▶ Task description
Quote every entry word for word.

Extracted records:
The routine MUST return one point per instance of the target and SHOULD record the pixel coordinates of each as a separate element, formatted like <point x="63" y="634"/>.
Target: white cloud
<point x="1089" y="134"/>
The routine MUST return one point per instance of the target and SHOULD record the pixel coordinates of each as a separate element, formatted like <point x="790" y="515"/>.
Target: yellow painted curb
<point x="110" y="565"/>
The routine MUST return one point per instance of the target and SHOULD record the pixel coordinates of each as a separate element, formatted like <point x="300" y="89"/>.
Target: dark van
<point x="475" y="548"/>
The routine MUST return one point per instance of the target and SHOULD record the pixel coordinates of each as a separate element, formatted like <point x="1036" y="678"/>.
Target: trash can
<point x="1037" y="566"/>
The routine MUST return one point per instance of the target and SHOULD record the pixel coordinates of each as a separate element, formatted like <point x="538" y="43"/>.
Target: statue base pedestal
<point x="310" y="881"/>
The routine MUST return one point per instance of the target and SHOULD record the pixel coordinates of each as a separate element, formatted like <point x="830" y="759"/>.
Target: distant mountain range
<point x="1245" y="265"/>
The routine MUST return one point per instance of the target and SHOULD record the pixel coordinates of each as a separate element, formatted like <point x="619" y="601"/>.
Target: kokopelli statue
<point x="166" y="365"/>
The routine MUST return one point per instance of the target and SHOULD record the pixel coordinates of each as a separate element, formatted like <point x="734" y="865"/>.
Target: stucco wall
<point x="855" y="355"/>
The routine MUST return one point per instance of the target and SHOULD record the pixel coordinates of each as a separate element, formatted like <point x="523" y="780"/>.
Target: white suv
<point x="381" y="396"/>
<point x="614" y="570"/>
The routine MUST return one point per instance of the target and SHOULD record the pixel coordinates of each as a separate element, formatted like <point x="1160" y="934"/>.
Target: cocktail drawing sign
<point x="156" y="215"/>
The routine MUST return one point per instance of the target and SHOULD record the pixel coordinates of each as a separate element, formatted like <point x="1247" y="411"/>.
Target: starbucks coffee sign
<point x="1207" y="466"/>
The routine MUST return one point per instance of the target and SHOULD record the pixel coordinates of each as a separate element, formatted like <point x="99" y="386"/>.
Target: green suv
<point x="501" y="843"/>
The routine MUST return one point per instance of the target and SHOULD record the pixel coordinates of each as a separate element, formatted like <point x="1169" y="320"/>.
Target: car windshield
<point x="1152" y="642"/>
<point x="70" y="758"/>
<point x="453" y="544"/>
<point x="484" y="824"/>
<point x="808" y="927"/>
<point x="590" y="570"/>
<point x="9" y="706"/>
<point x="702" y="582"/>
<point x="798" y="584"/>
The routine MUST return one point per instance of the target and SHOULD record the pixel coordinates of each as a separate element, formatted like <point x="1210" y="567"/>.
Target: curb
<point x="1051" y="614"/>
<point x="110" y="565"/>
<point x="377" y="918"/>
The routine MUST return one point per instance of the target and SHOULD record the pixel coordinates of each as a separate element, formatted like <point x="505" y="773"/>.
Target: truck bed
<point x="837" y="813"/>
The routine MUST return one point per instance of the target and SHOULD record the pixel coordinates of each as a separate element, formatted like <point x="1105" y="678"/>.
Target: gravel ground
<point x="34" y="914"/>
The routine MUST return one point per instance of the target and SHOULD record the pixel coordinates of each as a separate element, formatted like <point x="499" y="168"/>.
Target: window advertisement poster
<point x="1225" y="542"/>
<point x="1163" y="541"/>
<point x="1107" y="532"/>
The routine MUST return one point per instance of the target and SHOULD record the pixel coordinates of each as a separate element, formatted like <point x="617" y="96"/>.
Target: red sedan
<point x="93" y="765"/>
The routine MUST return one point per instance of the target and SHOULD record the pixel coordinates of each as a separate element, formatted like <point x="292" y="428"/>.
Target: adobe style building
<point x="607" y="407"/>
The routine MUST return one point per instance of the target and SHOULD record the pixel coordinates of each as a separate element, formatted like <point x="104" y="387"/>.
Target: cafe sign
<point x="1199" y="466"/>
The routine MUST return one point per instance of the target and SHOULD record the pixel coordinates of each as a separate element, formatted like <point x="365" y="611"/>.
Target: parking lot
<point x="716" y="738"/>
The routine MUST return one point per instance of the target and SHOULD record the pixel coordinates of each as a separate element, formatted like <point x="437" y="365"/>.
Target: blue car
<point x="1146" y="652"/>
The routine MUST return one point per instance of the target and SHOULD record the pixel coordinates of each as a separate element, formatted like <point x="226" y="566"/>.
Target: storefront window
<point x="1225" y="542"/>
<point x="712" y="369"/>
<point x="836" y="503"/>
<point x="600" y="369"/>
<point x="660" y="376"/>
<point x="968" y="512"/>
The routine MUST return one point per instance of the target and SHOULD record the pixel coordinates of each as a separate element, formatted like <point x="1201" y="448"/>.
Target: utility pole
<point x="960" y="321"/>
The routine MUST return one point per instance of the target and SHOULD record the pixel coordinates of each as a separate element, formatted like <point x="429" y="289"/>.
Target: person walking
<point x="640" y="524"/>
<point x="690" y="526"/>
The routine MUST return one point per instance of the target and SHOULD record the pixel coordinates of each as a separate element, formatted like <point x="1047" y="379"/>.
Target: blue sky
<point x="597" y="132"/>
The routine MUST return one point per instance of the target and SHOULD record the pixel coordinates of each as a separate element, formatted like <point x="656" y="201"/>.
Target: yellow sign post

▶ Answer below
The routine MUST return one point per instance of the target and SHOULD record the pixel coordinates of each as a separate element, formatted like <point x="63" y="634"/>.
Target: white cloud
<point x="1089" y="134"/>
The routine MUST return one point per instance of the target and SHOULD record the pixel coordinates of each as a separate element, formatted like <point x="790" y="515"/>.
Target: yellow painted curb
<point x="110" y="565"/>
The routine MUST return one point per instance of the target and SHOULD record the pixel coordinates of each as a separate element, formatted like <point x="300" y="89"/>.
Target: dark van
<point x="475" y="548"/>
The routine MUST return one point per instance of the target and SHOULD record the pixel coordinates of each as a separate element, formatted like <point x="1036" y="678"/>.
Target: trash can
<point x="1037" y="566"/>
The routine MUST return one point per instance of the target and SHOULD record the pixel coordinates of each as a separate element, formatted like <point x="538" y="43"/>.
Target: statue base pedestal
<point x="310" y="881"/>
The routine MUST return one point per instance of the target and SHOULD record the pixel coordinates of each as a separate element, formatted like <point x="830" y="759"/>.
Target: distant mountain range
<point x="1245" y="265"/>
The routine MUST return one point per instance of the target and SHOULD record the pixel coordinates of each as a separate element, formatted like <point x="619" y="601"/>.
Target: kokopelli statue
<point x="166" y="365"/>
The routine MUST return one point per instance of the target and SHOULD record the pixel coordinates of each as a separate element, formatted like <point x="734" y="865"/>.
Target: stucco wall
<point x="855" y="355"/>
The routine MUST return one point per instance of the target and SHOULD record the pixel coordinates of each as a separate element, formatted like <point x="523" y="780"/>.
Target: white suv
<point x="381" y="396"/>
<point x="614" y="570"/>
The routine MUST return one point per instance of the target and SHOULD record the pixel coordinates of each as a separate element, formatted like <point x="1160" y="934"/>.
Target: cocktail drawing sign
<point x="156" y="215"/>
The routine MUST return one point per instance of the target and SHOULD record the pixel coordinates of each as a separate element, formatted like <point x="1247" y="411"/>.
Target: starbucks coffee sign
<point x="1207" y="466"/>
The routine MUST return one point per instance of the target and SHOULD record the pixel coordinates of each as a separate element, formatted like <point x="99" y="386"/>.
Target: green suv
<point x="501" y="843"/>
The routine MUST return one point per instance of the target and SHOULD record the pixel coordinates of each as a separate element, formatted like <point x="1169" y="320"/>.
Target: car windshield
<point x="1152" y="642"/>
<point x="70" y="758"/>
<point x="453" y="544"/>
<point x="484" y="824"/>
<point x="808" y="927"/>
<point x="590" y="570"/>
<point x="9" y="706"/>
<point x="702" y="582"/>
<point x="798" y="584"/>
The routine MUST return one point per instance of the target and SHOULD record the pixel coordinates of each as a separate element, formatted like <point x="1210" y="567"/>.
Target: curb
<point x="1051" y="614"/>
<point x="110" y="565"/>
<point x="377" y="918"/>
The routine MUST return one point per instance of the target and SHOULD record the pixel coordinates of each as a separate element, formatted like <point x="505" y="773"/>.
Target: truck bed
<point x="837" y="813"/>
The routine MUST return one point per instance of the target and SHOULD record the pixel coordinates of each as a separate element, formatted like <point x="1105" y="678"/>.
Target: gravel ground
<point x="34" y="914"/>
The routine MUST return one point per instance of the target and SHOULD record the pixel coordinates of each as a separate element, formatted like <point x="499" y="168"/>.
Target: window advertisement poster
<point x="1225" y="542"/>
<point x="1163" y="541"/>
<point x="1107" y="532"/>
The routine MUST return one point per instance of the target and SHOULD record the pixel coordinates of each as a separate element, formatted like <point x="617" y="96"/>.
Target: red sedan
<point x="93" y="765"/>
The routine MUST return one point per instance of the target and SHOULD record the pixel coordinates of each as a separate element, formatted like <point x="292" y="428"/>.
Target: adobe style building
<point x="607" y="407"/>
The routine MUST return one point per instance of the target and SHOULD record the pixel coordinates of each as a separate element, formatted like <point x="104" y="387"/>.
Target: cafe sign
<point x="1199" y="466"/>
The routine MUST return one point per instance of the target and SHOULD record the pixel coordinates of each as a separate element, formatted like <point x="365" y="611"/>.
Target: parking lot
<point x="716" y="738"/>
The routine MUST return one point per instance of the target and SHOULD record the pixel coordinates of each as a separate element, formatted like <point x="437" y="365"/>.
Target: blue car
<point x="1146" y="652"/>
The routine MUST return one point per instance of the target and SHOULD record the pixel coordinates of each as a separate element, formatted like <point x="226" y="566"/>.
Target: storefront window
<point x="1225" y="542"/>
<point x="712" y="369"/>
<point x="836" y="503"/>
<point x="600" y="369"/>
<point x="660" y="376"/>
<point x="968" y="512"/>
The routine MUST return one point per instance of the target and SHOULD record the pixel coordinates of each as a separate element, formatted like <point x="1201" y="448"/>.
Target: utility pole
<point x="960" y="321"/>
The routine MUST return one point per instance of the target and SHOULD record the pixel coordinates of each as a separate element, formatted like <point x="429" y="289"/>.
Target: person walking
<point x="640" y="524"/>
<point x="690" y="526"/>
The routine MUST return one point per instance of the target and SHOULD record the pixel coordinates of each as a separate element, formatted like <point x="1047" y="379"/>.
Target: blue sky
<point x="597" y="132"/>
The routine MUST return one point per instance of the target and SHOULD record the pixel coordinates of each as a separate element, formatted like <point x="656" y="201"/>.
Target: yellow sign post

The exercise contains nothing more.